::: Data provided :::

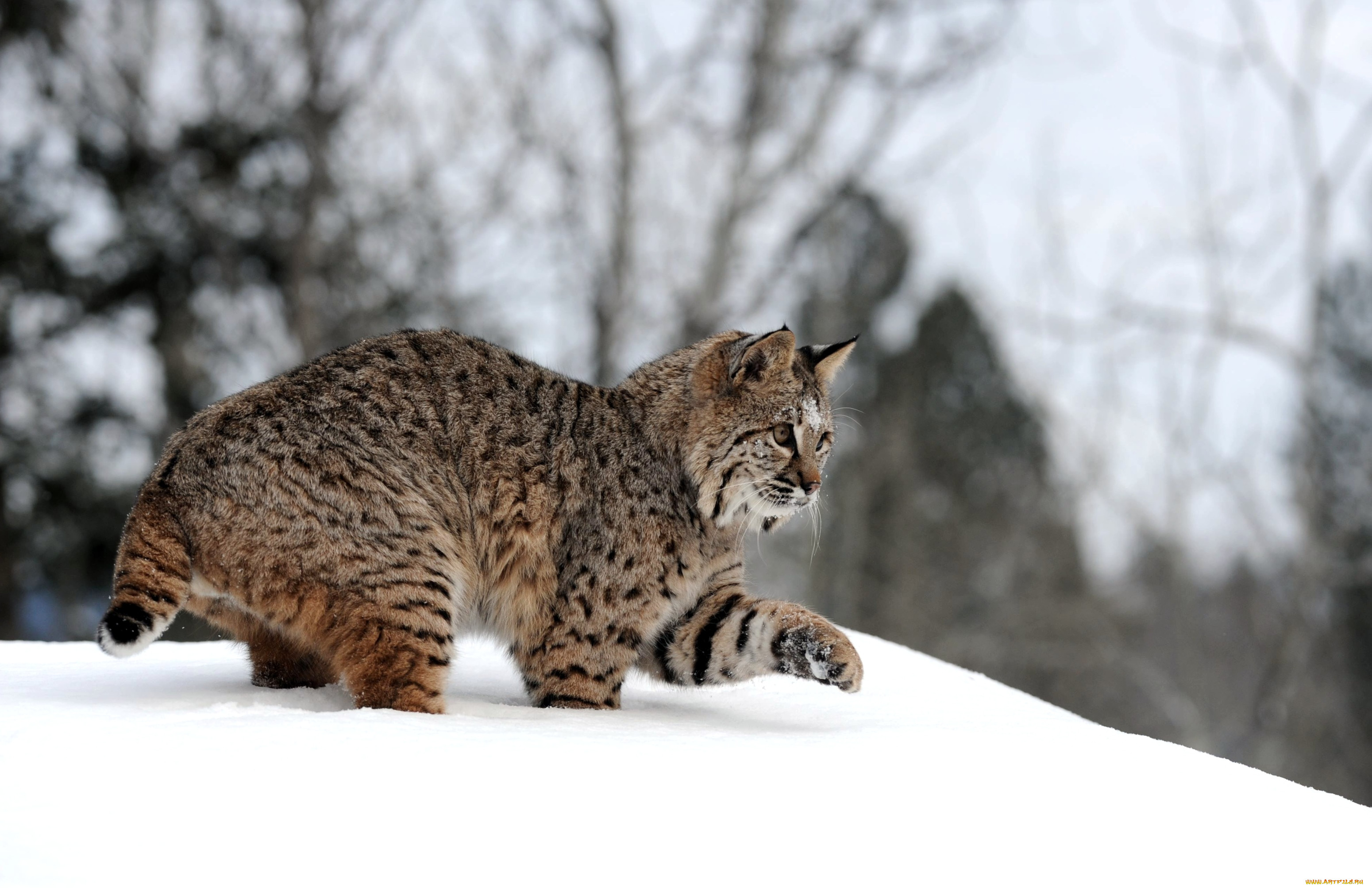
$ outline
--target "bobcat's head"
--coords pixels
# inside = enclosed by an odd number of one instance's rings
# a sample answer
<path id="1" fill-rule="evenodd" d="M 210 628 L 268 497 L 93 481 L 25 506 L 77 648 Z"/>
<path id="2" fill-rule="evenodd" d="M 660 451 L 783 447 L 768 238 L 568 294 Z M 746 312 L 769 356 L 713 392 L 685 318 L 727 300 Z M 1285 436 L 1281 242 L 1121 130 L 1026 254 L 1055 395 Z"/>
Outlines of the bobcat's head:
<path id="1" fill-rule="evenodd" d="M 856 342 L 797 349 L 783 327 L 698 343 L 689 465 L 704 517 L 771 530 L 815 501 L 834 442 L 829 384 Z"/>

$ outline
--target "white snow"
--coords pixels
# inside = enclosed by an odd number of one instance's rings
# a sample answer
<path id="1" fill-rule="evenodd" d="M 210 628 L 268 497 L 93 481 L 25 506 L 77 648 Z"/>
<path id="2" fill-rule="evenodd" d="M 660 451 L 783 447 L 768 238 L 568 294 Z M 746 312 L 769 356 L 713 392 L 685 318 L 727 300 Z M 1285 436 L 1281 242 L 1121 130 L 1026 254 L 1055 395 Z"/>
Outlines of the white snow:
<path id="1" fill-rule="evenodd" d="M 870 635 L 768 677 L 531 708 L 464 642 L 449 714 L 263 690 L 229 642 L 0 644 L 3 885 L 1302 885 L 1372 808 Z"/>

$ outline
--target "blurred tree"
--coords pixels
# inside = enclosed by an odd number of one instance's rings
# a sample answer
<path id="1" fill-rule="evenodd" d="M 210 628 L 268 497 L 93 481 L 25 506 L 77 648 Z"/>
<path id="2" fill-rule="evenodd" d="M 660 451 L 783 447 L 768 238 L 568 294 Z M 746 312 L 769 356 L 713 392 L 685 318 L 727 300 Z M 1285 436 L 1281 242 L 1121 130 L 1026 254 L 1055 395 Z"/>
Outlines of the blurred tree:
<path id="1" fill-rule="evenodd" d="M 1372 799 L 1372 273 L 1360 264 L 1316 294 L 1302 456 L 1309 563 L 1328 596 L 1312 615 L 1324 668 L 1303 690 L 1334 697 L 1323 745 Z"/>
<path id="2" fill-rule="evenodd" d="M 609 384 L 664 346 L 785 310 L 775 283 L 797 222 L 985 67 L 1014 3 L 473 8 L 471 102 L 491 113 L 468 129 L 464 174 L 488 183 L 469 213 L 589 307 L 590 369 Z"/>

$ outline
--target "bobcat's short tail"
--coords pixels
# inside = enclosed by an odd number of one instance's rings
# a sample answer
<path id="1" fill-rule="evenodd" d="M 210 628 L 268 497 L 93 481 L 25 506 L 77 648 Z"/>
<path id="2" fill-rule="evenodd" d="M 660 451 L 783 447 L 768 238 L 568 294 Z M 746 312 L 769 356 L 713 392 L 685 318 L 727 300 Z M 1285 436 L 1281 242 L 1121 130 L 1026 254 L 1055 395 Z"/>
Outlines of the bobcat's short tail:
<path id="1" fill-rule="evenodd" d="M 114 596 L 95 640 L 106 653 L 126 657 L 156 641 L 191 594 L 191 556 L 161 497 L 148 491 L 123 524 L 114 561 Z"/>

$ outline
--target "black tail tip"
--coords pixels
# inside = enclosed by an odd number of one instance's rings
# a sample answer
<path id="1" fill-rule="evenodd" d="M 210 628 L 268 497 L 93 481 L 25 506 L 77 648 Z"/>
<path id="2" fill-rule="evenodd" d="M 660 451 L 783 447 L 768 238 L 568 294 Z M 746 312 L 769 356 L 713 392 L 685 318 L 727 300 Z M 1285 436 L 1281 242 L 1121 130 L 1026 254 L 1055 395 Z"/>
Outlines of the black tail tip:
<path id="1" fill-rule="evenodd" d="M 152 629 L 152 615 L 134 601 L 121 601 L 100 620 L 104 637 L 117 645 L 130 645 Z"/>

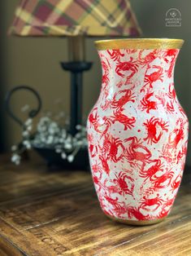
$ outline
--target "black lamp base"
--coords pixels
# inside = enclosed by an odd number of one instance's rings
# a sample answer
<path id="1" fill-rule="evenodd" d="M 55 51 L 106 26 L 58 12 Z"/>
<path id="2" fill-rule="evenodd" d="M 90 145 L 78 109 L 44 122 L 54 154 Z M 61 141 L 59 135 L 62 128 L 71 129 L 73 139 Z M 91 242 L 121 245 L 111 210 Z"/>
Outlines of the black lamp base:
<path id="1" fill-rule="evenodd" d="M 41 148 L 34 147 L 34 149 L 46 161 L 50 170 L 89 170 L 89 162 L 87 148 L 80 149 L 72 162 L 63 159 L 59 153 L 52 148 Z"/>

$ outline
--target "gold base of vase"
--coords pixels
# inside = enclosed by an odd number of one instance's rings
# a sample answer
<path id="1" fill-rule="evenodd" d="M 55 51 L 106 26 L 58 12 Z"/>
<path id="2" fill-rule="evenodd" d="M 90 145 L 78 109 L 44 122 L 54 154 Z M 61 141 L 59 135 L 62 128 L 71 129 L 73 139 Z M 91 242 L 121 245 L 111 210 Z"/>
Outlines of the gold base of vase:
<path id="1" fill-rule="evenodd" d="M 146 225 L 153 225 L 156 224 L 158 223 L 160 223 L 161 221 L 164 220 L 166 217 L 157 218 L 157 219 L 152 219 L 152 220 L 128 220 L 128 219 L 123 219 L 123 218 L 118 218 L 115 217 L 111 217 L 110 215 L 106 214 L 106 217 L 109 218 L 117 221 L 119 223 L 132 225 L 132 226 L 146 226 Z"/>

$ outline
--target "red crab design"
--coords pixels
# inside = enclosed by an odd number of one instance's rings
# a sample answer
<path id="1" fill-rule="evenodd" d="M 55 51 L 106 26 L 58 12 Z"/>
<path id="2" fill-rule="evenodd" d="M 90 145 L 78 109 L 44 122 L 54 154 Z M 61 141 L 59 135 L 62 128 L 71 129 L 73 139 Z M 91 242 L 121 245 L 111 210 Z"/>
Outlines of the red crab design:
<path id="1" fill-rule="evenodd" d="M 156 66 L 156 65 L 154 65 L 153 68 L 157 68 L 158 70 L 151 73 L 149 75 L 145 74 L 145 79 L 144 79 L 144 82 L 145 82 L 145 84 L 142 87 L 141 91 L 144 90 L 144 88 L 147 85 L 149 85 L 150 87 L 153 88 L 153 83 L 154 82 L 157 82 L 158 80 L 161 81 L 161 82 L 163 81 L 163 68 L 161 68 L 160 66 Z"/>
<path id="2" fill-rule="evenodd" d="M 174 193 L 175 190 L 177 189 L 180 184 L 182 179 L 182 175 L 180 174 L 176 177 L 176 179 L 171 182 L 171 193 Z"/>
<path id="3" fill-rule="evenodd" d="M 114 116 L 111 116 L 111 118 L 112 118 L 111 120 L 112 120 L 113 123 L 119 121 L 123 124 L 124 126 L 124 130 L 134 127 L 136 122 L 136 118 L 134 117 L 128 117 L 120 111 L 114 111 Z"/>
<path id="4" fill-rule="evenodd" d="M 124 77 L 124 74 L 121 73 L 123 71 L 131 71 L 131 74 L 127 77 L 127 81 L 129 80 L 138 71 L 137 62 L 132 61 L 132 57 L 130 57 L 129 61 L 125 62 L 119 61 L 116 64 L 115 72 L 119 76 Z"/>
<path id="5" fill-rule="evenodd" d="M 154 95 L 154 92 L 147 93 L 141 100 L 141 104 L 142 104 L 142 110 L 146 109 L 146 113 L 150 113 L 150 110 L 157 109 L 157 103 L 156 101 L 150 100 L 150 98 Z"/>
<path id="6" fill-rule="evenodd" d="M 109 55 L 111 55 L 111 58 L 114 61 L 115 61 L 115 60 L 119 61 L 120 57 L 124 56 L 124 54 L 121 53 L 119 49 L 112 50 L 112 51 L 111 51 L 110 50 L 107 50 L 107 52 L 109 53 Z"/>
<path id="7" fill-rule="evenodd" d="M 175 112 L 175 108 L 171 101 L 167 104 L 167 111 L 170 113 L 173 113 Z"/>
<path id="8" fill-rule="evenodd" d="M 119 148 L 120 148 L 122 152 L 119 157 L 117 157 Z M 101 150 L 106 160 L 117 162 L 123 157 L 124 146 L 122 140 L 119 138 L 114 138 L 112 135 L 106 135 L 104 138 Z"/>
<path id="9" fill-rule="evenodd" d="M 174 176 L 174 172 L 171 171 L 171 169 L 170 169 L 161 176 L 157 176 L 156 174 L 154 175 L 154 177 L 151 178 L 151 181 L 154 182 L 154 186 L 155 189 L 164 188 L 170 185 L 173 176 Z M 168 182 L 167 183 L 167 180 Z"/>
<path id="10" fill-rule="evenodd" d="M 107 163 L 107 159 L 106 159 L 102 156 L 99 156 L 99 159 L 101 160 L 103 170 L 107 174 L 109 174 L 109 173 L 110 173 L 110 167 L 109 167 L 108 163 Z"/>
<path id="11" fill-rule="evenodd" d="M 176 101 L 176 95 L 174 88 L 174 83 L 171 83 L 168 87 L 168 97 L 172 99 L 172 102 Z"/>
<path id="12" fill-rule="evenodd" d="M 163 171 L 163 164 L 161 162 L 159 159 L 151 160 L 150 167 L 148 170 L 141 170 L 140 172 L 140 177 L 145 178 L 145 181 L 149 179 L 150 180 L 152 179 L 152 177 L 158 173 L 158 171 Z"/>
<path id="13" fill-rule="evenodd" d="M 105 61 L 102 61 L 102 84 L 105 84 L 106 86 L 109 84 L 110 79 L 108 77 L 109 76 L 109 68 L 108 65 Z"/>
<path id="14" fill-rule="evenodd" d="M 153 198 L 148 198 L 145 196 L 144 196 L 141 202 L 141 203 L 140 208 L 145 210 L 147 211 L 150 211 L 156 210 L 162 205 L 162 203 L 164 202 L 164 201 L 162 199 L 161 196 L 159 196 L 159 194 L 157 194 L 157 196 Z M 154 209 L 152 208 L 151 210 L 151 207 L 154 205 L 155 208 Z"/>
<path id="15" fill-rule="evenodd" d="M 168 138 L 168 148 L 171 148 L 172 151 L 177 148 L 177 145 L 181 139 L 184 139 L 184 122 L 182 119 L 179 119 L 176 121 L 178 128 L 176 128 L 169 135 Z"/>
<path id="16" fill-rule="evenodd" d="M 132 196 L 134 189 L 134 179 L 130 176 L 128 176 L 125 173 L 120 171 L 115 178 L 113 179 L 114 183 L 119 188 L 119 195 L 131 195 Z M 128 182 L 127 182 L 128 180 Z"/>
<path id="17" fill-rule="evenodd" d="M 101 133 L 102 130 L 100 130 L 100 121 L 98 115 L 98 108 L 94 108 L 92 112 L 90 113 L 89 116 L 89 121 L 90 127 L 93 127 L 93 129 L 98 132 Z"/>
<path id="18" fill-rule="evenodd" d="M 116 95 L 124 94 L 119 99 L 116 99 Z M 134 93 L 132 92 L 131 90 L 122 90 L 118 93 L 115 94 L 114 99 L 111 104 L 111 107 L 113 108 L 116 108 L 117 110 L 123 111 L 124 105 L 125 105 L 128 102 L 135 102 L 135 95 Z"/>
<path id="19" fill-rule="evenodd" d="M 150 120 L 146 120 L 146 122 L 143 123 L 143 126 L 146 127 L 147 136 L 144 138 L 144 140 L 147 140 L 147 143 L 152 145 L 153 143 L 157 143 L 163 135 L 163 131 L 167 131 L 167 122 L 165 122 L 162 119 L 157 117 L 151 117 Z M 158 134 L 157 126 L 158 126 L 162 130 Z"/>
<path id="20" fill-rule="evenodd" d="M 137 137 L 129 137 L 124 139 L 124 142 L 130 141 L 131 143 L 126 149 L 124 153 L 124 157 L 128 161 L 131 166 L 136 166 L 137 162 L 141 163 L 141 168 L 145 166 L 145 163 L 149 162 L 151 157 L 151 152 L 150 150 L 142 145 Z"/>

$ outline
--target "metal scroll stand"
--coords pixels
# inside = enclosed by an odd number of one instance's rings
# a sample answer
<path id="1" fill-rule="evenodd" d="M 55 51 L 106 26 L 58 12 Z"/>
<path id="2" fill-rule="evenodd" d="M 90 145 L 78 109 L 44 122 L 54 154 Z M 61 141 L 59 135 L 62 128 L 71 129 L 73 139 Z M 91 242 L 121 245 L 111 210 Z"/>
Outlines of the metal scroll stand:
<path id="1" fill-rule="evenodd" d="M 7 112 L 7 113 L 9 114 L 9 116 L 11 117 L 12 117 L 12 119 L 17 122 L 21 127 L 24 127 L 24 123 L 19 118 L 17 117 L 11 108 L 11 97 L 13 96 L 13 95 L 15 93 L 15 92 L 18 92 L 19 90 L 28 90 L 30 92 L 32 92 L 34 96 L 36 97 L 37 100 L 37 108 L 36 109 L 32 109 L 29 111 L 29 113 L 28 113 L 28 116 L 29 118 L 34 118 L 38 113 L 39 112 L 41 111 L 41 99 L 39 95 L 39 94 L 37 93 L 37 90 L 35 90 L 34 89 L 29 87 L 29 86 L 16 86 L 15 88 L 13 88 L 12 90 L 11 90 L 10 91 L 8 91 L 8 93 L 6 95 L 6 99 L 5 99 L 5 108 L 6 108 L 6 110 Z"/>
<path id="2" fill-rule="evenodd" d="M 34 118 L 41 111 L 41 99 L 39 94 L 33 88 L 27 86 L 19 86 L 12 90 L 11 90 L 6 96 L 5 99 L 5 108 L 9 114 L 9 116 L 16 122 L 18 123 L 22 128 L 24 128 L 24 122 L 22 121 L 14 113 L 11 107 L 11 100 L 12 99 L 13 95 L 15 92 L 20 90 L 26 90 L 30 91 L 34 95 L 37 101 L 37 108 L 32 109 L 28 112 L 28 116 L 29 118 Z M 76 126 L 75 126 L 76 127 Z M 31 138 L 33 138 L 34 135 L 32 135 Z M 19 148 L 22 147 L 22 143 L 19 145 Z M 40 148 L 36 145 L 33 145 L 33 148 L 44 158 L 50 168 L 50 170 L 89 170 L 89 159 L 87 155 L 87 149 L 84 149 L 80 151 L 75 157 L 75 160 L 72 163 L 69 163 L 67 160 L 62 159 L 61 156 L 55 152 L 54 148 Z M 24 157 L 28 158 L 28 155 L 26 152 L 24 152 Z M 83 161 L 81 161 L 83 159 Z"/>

:::

• **What you should do**:
Collect every line in the records that contains the string "gold". Case counts, so match uppercase and lowercase letters exactly.

• **The output**:
--target "gold base of vase"
Outlines of the gold base of vase:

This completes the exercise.